◆ **EXERCISE OBJECTIVE**
Write the next part of the review of The Verve's comeback album Forth, starting right after its closing sentence about the opener Sit And Wonder.

Patience is a virtue. Historically, it’s one that’s been in short supply for Wigan rockers The Verve, as a plethora of internal strife and multiple break-ups (the last of which spanned close to 10 years) have befallen them since their inception in 1989.
Consequently, fans have needed it in great abundance, as solo and side projects of varying degrees of success have largely failed to fill the void their separation created.
Cue the comeback: a seemingly ubiquitous route, welcome or otherwise, taken by numerous groups in modern music. It is of critical importance that impulsiveness be avoided for such an endeavour to be successful, as the tendency for a band returning from hiatus to completely reinvent itself, or revert so fully to its old ways that staleness ensues, will likely doom it. Except for a few mis-steps along the way, The Verve do well to avoid these pitfalls on Forth and recapture, as well as build upon, the ethereal Brit rock mastery they had established during the 1990s.
The edgy, brooding opener Sit And Wonder sets the group’s resurgence in the right direction. Everything is bathed in reverb, and the otherworldly guitar licks of Nick McCabe orbit planet Ashcroft, who continues to sulk with lyrics that attempt, but never quite reach, significance. With Depeche Mode-esque synth notes underscoring pleas of “Lord, give me the light,” the band has come out swinging and managed to combine just enough novelty and familiarity to portend a triumphant return.

◆ **DATA RECORDS**
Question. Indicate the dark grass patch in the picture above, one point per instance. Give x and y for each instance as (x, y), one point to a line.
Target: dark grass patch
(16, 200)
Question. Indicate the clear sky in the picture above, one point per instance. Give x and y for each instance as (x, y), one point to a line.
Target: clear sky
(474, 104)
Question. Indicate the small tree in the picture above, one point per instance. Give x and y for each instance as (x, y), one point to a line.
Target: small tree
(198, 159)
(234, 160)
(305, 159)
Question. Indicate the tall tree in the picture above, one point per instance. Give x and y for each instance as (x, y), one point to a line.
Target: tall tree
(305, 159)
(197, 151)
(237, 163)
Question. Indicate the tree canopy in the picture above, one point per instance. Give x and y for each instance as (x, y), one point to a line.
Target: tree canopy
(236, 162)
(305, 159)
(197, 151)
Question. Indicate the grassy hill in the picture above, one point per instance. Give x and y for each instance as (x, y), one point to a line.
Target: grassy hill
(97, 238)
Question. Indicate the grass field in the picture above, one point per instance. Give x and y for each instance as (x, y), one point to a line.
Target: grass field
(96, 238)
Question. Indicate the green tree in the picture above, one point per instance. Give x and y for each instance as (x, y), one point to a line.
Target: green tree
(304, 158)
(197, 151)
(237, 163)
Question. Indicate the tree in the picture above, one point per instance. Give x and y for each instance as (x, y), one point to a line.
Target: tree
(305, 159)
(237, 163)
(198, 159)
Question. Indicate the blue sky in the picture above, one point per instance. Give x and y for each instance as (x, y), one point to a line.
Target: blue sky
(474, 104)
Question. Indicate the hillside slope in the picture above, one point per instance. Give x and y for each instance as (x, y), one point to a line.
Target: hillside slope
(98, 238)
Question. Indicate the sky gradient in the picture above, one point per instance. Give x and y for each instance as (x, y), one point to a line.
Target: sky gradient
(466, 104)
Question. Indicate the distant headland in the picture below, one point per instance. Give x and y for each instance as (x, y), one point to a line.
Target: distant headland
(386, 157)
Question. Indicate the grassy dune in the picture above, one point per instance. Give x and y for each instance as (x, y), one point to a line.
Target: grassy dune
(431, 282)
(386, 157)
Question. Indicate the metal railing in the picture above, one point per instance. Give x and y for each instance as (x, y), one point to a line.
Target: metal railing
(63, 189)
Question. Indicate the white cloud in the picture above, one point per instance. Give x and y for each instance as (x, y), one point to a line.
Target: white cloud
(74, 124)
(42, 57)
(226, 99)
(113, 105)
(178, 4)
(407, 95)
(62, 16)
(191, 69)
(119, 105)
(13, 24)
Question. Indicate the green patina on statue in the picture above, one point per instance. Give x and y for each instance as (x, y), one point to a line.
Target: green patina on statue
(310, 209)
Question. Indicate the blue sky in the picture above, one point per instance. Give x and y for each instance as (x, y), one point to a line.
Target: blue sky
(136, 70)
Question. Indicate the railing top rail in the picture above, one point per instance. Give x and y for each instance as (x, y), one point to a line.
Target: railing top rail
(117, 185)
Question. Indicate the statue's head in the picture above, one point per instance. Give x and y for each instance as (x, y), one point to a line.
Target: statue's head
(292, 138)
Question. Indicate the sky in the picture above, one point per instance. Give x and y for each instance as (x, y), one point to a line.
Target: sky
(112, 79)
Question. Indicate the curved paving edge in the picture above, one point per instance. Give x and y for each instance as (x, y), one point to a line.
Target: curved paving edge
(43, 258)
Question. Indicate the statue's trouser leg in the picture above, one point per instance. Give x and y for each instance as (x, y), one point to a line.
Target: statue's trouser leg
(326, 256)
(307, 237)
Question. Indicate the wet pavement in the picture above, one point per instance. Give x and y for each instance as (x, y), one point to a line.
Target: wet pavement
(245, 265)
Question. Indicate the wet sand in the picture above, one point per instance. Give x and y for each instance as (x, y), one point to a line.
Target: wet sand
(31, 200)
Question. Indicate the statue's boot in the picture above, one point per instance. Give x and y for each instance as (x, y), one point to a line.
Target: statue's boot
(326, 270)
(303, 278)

---

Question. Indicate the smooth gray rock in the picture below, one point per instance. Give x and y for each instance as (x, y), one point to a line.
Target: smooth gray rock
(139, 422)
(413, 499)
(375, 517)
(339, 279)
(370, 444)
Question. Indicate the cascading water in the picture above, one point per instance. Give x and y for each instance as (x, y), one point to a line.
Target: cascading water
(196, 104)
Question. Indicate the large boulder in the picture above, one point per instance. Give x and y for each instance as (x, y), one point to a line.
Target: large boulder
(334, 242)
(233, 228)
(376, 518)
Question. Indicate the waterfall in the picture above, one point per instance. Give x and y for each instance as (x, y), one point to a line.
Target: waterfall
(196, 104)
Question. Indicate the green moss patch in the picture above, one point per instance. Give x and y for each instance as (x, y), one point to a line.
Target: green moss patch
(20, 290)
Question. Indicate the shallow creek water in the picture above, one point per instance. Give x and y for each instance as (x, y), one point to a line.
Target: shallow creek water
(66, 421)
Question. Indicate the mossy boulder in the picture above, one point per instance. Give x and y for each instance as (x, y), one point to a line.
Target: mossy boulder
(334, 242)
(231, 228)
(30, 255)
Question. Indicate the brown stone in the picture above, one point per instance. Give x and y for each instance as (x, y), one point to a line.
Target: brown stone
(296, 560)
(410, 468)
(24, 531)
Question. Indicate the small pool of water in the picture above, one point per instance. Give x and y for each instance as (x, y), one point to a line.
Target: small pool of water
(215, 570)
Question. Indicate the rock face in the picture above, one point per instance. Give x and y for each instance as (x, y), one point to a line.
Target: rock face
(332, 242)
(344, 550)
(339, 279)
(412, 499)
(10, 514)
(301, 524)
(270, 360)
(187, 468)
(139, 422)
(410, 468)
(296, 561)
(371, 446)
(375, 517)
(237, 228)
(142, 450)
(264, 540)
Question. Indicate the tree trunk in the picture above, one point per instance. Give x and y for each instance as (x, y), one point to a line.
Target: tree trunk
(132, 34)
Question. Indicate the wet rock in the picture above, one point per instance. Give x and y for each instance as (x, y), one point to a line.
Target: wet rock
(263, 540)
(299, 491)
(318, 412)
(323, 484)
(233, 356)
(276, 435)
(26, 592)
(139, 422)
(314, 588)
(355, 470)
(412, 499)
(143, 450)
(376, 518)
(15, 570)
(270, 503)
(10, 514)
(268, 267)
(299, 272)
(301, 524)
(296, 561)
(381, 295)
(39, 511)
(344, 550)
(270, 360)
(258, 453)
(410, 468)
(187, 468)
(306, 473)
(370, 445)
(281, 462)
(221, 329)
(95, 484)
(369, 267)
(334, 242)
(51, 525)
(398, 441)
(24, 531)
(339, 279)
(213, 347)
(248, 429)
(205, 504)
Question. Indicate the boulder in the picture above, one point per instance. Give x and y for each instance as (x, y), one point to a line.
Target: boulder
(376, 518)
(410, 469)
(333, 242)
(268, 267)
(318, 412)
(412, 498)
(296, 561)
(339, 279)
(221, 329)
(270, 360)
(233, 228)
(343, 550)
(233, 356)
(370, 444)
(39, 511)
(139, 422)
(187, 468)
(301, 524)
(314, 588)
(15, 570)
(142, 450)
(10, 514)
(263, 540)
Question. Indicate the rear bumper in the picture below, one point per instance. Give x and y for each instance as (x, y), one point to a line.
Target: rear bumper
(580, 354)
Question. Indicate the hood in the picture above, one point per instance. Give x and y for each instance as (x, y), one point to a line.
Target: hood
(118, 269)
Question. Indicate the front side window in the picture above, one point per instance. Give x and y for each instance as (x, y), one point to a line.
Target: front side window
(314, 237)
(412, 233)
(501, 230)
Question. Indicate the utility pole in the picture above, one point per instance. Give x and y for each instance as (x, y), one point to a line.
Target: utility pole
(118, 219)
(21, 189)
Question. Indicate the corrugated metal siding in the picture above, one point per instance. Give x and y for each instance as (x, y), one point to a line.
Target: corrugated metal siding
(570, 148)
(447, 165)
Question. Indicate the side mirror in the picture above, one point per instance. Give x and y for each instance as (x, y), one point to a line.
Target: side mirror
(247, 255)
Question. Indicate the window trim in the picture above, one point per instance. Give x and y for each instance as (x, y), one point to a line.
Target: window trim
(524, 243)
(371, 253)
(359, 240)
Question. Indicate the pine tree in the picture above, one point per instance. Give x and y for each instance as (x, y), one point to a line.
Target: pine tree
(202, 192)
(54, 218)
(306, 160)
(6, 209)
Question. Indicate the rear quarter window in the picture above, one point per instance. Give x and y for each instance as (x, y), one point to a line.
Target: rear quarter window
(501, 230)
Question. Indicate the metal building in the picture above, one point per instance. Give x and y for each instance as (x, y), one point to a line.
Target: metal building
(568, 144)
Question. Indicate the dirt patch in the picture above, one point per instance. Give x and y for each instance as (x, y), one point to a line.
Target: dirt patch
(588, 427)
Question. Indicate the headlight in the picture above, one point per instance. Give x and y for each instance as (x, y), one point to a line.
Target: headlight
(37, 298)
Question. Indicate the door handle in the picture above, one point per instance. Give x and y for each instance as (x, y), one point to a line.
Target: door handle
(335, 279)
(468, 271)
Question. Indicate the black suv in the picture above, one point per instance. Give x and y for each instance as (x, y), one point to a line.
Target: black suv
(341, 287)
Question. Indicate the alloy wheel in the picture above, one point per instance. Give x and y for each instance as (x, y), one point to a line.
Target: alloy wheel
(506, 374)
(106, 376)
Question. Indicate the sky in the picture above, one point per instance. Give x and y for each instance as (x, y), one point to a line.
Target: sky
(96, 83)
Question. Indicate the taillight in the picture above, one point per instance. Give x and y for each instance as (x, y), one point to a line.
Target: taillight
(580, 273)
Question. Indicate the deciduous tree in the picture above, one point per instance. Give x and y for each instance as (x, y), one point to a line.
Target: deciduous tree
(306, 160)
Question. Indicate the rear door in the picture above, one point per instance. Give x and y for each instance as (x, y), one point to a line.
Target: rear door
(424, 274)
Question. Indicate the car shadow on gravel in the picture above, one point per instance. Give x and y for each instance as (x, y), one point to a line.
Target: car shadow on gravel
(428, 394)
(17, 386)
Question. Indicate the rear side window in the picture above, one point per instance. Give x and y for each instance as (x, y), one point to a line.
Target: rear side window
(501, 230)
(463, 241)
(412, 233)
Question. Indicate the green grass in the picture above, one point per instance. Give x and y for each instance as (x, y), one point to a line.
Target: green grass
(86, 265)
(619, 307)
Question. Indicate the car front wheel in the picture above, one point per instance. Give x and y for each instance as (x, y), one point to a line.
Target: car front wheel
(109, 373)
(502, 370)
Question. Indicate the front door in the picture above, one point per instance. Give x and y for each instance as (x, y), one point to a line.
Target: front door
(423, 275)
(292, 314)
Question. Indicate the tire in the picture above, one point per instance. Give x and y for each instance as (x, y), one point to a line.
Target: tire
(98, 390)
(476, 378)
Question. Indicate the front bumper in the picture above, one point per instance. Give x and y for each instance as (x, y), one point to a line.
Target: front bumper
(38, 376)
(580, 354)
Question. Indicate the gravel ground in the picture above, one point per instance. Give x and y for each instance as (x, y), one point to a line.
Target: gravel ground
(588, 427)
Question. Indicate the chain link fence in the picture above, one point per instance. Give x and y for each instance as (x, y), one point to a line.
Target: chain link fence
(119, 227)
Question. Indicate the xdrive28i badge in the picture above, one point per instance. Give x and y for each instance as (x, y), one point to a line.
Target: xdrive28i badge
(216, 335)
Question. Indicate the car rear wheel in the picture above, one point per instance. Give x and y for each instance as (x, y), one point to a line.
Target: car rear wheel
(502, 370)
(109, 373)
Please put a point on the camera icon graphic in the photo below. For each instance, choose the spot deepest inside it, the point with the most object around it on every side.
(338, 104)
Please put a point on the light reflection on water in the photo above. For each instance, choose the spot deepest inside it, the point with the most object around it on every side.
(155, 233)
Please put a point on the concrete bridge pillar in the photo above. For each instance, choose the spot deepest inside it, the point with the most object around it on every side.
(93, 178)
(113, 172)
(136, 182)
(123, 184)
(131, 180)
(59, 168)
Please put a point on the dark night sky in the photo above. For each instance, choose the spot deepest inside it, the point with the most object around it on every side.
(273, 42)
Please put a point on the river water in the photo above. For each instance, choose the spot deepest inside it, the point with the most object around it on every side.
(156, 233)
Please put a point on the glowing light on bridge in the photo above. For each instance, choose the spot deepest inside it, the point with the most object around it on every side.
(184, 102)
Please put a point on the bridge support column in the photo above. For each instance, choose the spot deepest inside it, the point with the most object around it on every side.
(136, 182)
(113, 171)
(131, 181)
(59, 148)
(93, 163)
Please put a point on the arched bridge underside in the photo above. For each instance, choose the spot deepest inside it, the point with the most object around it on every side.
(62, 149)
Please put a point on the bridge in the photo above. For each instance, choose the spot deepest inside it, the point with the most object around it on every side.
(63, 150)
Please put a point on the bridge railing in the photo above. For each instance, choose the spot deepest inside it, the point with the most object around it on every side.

◆ **RESULT FOR THIS EXERCISE**
Unfortunately, off come the wheels as the aforementioned propensity to wholly overhaul style sets Forth back a bit. Love Is Noise, the first single formally released off of the album, is a mess. Ultra-mainstream and overzealously anthemic, the song abandons tradition in favour of a sound more akin to X&Y-era Coldplay and 1980s Madonna (note the bridge’s similarity to Like A Virgin) than an amendment to the group’s dramatic subtlety.
Rather Be is similarly disappointing, albeit gentler, as the band seems to draw inspiration from sugar pop extraordinaires The Feeling. Once again, The Verve are out of their element, and radically reshaping their sound has proven to have diminishing returns.
But note the parallelism of the opening lines of the Love Is Noise chorus and those within the letter First Corinthians. Ashcroft pens “love is noise, love is pain,” while Paul notes “love is patient, love is kind.” The juxtaposition of noise and patience brings to mind the opposing viewpoints of Verve dissenters and proponents, and represents the divergence in perception that one may have of the rest of the album. Provided that the lengthy, intergalactic jam sessions on the remaining tracks are not immediately dismissed as clatter (or clutter), the reward is a rather transcendent musical experience.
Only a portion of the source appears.